[What you will do]
• A. In the passage on H.R. 358 and emergency care, list each thing it says hospitals must do for a pregnant patient under EMTALA.
• B. Carry on writing the passage on H.R. 358 and emergency abortion care, starting right after its last sentence.

[Excerpted passage]
- - - -

And finally, it overrides protections for pregnant women under the Emergency Medical Treatment and Active Labor Act.  EMTALA was enacted in 1986 to ensure public access to emergency services regardless of ability to pay, including women in active labor. Under EMTALA, hospitals must stabilize a pregnant patient who, for example, is facing an emergency obstetric condition or life-threatening pregnancy and either treat her–including an emergency abortion–or if the hospital or staff objects, to transfer her to another facility that will treat her.

H.R. 358 overturns decades of precedent guaranteeing people access to lifesaving emergency care, including abortion care and says its ok that a pregnant woman fighting for her life be left to die.

Read it again.  It is that breathtaking.

As Representative Jackie Speier (D-CA) stated during floor debate, had this law been in effect 20 years ago she might not be here, because she was one of those women who needed an emergency abortion to save her life.

But the real lives of real women don’t seem to be of great concern to the predominantly white male Congress.

- - - -

(Natural language descriptions of regions)

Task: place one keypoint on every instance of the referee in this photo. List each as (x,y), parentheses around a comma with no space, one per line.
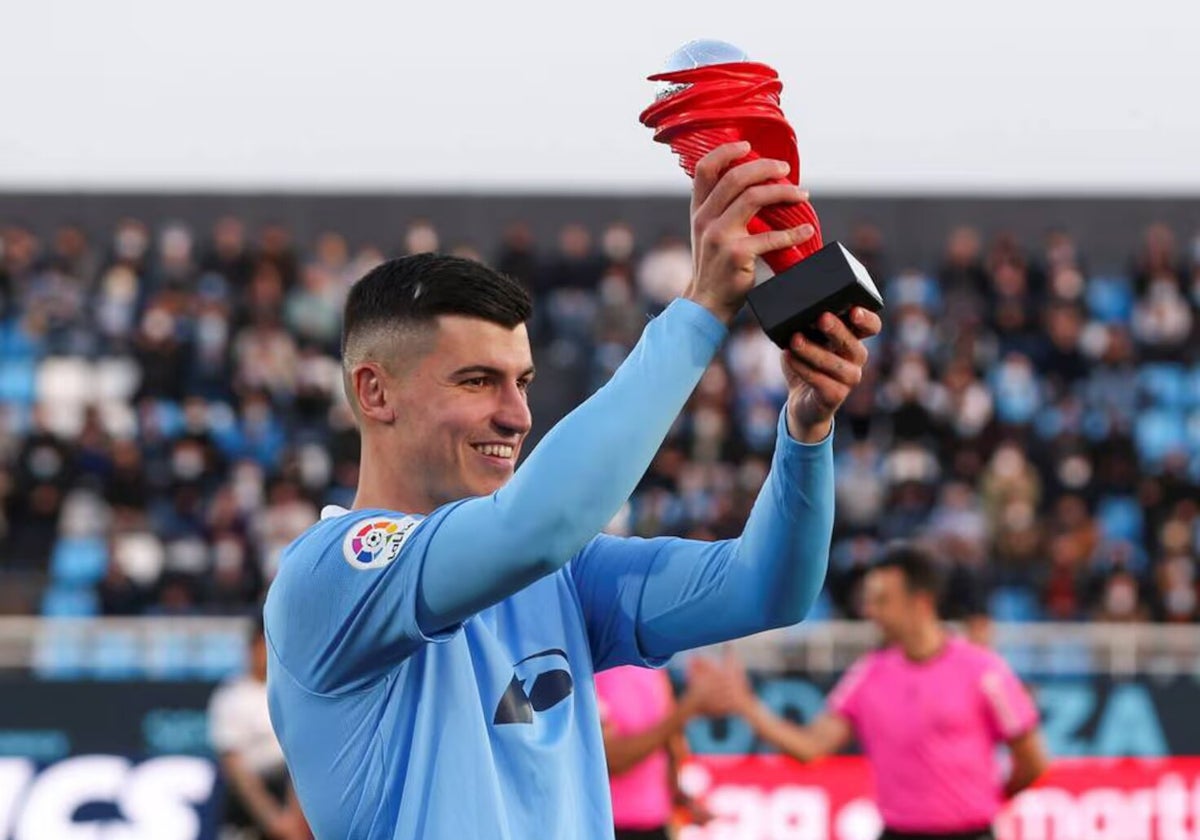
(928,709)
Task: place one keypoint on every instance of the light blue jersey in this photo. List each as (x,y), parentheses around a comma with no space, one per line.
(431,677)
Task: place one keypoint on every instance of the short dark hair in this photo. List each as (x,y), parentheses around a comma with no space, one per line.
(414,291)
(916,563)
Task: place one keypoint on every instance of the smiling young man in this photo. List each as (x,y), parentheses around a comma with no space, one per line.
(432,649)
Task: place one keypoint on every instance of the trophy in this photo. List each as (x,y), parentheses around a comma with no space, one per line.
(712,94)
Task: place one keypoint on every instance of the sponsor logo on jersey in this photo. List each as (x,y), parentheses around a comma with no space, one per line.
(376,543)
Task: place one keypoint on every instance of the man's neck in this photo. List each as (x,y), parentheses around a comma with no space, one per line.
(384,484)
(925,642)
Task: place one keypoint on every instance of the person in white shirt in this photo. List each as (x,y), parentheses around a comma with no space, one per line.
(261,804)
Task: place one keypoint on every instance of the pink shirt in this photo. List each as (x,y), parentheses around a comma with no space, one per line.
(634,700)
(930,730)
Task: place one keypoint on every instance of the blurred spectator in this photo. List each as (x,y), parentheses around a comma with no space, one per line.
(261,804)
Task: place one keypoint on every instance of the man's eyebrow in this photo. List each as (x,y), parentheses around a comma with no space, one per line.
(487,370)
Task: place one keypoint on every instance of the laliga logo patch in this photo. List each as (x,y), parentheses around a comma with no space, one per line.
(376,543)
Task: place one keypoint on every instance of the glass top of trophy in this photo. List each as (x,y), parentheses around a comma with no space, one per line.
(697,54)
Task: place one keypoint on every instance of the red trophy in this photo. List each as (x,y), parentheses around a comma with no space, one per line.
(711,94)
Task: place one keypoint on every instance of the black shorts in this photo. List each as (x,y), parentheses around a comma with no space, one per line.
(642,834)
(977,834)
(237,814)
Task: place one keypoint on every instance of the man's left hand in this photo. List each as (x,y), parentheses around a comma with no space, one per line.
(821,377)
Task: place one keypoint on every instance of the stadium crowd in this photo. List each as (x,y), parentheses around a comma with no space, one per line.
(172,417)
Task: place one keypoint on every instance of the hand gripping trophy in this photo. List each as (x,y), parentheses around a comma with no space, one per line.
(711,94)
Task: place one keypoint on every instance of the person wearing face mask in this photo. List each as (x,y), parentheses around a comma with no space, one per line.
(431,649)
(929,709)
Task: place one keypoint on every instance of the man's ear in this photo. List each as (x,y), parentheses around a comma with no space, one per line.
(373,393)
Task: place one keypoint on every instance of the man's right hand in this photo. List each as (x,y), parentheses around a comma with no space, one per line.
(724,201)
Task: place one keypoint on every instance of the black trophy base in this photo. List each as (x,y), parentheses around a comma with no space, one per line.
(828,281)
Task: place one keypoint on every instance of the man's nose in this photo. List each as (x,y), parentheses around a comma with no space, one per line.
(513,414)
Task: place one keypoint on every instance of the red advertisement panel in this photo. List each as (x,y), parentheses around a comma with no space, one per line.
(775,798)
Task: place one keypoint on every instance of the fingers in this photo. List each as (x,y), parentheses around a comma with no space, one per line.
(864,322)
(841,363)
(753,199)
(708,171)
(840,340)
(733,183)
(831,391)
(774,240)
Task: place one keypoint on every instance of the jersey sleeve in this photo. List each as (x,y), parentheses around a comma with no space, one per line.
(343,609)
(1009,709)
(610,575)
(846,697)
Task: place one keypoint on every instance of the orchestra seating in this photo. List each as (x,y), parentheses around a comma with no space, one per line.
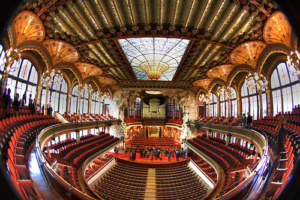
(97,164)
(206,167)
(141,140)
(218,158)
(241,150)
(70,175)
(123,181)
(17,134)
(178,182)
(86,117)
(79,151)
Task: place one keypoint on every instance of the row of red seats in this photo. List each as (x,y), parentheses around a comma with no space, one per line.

- - - -

[Responses per task]
• A.
- Stabilize a pregnant patient facing, for example, an emergency obstetric condition or a life-threatening pregnancy
- Treat her, including with an emergency abortion
- If the hospital or staff objects, transfer her to another facility that will treat her

• B.
“This bill is a collection of dangerous ideas that will undermine women’s health,” said Cecile Richards, president of Planned Parenthood Federation of America.  “Most devastating, the bill eliminates protections for patients seeking care in emergency circumstances, and would allow a hospital to deny lifesaving abortion care to a woman, even if a doctor deems it necessary.”

President Obama has said he would veto the bill if it were to reach his desk. “The Administration strongly opposes H.R. 358,” said the statement of policy put out by the White House, “because, as previously stated in the Statement of Administration Policy on H.R. 3, the legislation intrudes on women’s reproductive freedom and access to health care and unnecessarily restricts the private insurance choices that women and their families have today.”

“America’s women and families are counting on the Senate to reject this measure,” said Ness of the National Partnership, “and, if necessary, for President Obama to make good on his promise to veto it.”